Your assignment.
In the extract below on SM Symptom Severity and LENA measures, which three outcome measures from the LENA software are reported as significantly negatively correlated with SM Symptom Severity?

Selected extract.
<<<<
SM Symptom Severity is a measure calculated based on SMQ responses from participants' parents. SMQ Interference/Distress subscores (ranging from 0 to 18) were scaled and inverted to match the other subscores (ranging from 3 to 0) by this formula: interference_score_scaled = 3 − (interference_score ÷ 6). The SM Symptom Severity was then calculated as 3 minus the mean score of the resulting 4 subscales (Home/Family, Social Situations, School and inverted Interference/Distress), representing an approximation of parent-reported SM-related symptom severity, with higher scores indicating increased severity. SM Symptom Severity was significantly negatively correlated with vocalizations (r = −0.579, p = 4.716e−03), vocalization duration (r = −0.534, p = 1.046e−02) and conversational turns (r = −0.568, p = 5.789e−03) (see Figures 2H–J).

Discussion

Within the controlled environment, we found the LENA DLP with LENA software could be used to detect between-group differences in various measures of vocalization. In each of the three scenarios, children with SM and control groups differed in mean vocalization counts per 5-min block. A statistically significant linear relationship was demonstrated between SM Symptom Severity (calculated from SMQ responses) and each of three outcome measures extracted by the LENA software (i.e., vocalization count, duration and conversational turns). Thus, the LENA measures appear to be sensitive to SM-related changes in child vocalization, a promising step forward for future use in clinical populations.
>>>>
Records.
<<<<
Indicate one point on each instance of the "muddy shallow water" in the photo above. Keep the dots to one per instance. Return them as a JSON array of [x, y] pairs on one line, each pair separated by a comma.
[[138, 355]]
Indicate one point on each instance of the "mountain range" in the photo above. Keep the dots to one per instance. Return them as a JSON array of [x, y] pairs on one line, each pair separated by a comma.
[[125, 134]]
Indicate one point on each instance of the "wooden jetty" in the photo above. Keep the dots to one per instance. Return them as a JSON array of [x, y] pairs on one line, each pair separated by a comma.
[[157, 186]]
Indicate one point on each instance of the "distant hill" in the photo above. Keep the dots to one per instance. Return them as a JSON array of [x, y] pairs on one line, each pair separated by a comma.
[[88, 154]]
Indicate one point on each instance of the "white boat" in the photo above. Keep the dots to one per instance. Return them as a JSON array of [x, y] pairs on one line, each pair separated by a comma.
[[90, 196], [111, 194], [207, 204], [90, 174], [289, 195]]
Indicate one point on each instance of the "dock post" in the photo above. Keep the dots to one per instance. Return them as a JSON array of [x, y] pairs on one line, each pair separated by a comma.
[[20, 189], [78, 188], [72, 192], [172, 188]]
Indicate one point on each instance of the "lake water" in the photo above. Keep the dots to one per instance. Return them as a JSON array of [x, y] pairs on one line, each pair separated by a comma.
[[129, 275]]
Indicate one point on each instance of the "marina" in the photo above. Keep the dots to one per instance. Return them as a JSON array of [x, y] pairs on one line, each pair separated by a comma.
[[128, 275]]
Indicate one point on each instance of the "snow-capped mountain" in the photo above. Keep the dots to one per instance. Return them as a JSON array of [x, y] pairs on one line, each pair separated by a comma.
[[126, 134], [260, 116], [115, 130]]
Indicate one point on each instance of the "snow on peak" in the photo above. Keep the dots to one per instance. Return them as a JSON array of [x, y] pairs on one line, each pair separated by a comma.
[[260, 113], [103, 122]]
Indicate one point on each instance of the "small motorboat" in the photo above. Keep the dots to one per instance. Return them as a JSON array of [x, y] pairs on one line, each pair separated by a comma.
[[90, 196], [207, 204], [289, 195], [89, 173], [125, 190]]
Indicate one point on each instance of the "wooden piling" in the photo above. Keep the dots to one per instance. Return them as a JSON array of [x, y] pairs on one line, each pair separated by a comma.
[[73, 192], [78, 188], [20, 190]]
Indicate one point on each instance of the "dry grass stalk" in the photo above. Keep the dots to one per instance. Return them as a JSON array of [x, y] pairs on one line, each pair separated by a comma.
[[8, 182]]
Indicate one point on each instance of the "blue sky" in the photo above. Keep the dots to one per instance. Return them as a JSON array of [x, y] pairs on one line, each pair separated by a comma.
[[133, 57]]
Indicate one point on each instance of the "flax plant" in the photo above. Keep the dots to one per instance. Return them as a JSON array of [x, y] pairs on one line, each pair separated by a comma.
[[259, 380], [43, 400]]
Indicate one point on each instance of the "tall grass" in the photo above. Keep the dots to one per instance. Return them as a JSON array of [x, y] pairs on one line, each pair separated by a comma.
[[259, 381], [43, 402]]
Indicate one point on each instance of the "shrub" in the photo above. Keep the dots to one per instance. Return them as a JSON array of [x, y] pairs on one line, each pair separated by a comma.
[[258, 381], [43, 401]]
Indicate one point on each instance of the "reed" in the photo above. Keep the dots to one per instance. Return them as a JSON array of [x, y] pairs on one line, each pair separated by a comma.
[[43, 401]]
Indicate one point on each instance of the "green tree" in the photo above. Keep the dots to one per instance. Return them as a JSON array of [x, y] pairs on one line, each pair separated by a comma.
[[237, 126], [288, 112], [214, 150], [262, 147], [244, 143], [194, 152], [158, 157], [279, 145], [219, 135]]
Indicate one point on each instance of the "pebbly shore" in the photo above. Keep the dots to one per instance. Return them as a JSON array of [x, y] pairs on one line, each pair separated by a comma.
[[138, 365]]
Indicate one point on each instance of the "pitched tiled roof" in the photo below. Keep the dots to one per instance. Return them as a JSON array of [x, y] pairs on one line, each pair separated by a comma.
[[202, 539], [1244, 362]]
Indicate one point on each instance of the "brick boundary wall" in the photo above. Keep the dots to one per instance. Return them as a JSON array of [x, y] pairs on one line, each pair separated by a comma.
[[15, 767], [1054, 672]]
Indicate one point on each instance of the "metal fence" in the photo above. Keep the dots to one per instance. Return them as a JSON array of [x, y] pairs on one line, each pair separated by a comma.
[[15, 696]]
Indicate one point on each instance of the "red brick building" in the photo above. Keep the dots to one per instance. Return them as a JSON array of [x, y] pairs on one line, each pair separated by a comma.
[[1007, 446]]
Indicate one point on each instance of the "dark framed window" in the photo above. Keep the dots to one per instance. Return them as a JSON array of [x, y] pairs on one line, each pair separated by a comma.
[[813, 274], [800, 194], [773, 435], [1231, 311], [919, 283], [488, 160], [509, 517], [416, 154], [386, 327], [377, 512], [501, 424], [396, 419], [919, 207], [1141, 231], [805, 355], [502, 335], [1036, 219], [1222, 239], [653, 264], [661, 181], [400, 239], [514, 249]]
>>>>
Reply.
Vocalizations, vocalization duration and conversational turns.